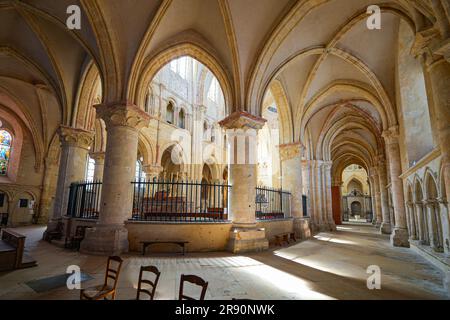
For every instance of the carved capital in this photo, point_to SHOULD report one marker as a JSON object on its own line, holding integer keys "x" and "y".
{"x": 122, "y": 114}
{"x": 391, "y": 135}
{"x": 290, "y": 151}
{"x": 152, "y": 170}
{"x": 242, "y": 120}
{"x": 97, "y": 156}
{"x": 75, "y": 137}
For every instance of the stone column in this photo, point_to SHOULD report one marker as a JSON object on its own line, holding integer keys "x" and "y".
------
▶ _What is needed_
Pull the lines above out word for word, and leave the pictures out.

▶ _Completed task_
For every instance of the carved capital in this photo, point_to SHOULD report one marker as a JSON object on its own line, holding integer keys "x" and "y".
{"x": 122, "y": 114}
{"x": 391, "y": 135}
{"x": 290, "y": 151}
{"x": 152, "y": 170}
{"x": 242, "y": 120}
{"x": 97, "y": 156}
{"x": 75, "y": 137}
For every instance of the stone column in this photo, point_to SHOULD report one marker as a JSON object on its own line, holding integer keys "x" and "y".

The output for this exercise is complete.